*What is expected*. Restate all of the data exactly.

▬▬▬▬▬▬▬▬▬▬

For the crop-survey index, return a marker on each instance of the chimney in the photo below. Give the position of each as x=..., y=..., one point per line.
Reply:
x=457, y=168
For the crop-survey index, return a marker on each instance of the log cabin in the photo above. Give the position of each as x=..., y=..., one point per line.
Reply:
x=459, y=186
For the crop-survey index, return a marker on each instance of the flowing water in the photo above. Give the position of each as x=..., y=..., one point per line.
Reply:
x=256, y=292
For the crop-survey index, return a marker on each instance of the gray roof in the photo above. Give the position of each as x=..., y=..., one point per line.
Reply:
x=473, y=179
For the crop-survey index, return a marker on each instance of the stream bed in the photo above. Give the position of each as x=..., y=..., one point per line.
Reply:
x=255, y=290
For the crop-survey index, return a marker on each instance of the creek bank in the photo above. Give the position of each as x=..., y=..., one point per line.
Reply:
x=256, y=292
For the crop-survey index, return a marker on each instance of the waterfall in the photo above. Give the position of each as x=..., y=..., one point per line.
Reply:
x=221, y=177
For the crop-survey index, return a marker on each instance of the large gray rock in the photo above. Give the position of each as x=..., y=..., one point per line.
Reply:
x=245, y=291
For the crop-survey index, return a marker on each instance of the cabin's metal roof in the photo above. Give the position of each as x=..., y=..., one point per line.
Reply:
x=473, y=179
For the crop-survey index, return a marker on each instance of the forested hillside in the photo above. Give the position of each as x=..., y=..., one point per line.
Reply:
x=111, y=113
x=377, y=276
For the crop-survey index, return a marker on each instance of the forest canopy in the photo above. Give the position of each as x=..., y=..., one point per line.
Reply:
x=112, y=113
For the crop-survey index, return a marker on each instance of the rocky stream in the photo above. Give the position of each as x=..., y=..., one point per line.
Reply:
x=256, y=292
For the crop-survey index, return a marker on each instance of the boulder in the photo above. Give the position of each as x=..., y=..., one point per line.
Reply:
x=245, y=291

▬▬▬▬▬▬▬▬▬▬

*Correct answer*.
For the crop-survey index, return a marker on each instance of the chimney in the photo below. Give the position of each as x=..., y=..., one point per line.
Reply:
x=457, y=168
For the crop-survey index, return a marker on each instance of the log cabin in the photo above. Give the position of each as x=..., y=..., one point per line.
Reply:
x=459, y=186
For the crop-survey index, return a marker on each instance of the flowing water in the photo above. Give the position of each as x=..., y=..., one point per line.
Reply:
x=256, y=292
For the crop-survey index, return a marker on each instance of the gray roof in the photo above. Give the position of each as x=..., y=..., one point per line.
Reply:
x=473, y=179
For the crop-survey index, return a marker on each instance of the stream bed in the photo above. Give the position of each as x=..., y=..., one point per line.
Reply:
x=255, y=290
For the crop-survey index, return a marker on each instance of the creek bank in the photo above. Give the position of each as x=..., y=..., one point per line.
Reply:
x=256, y=292
For the crop-survey index, return a marker on each instance of the waterfall in the photo above. Give the position of each as x=..., y=..., one point per line.
Reply:
x=221, y=177
For the crop-survey index, return a marker on each instance of the large gray rock in the photo above. Give the position of each as x=..., y=..., one point per line.
Reply:
x=245, y=291
For the crop-survey index, return a marker on each instance of the cabin's metal roof in the photo above. Give the position of each as x=..., y=..., one point per line.
Reply:
x=473, y=179
For the crop-survey index, return a marker on each instance of the forested hillside in the photo above. Give the position of each as x=..., y=..., one point per line.
Reply:
x=111, y=113
x=377, y=276
For the crop-survey index, return a marker on each instance of the forest canopy in the photo above. Give the position of each as x=..., y=..., one point per line.
Reply:
x=112, y=113
For the crop-survey index, return a marker on each instance of the rocky stream in the photo above. Give the position of each as x=..., y=..., one point per line.
Reply:
x=256, y=292
For the crop-survey index, return a marker on each instance of the boulder in the photo above. Give the position of each as x=..., y=..., one point per line.
Reply:
x=245, y=291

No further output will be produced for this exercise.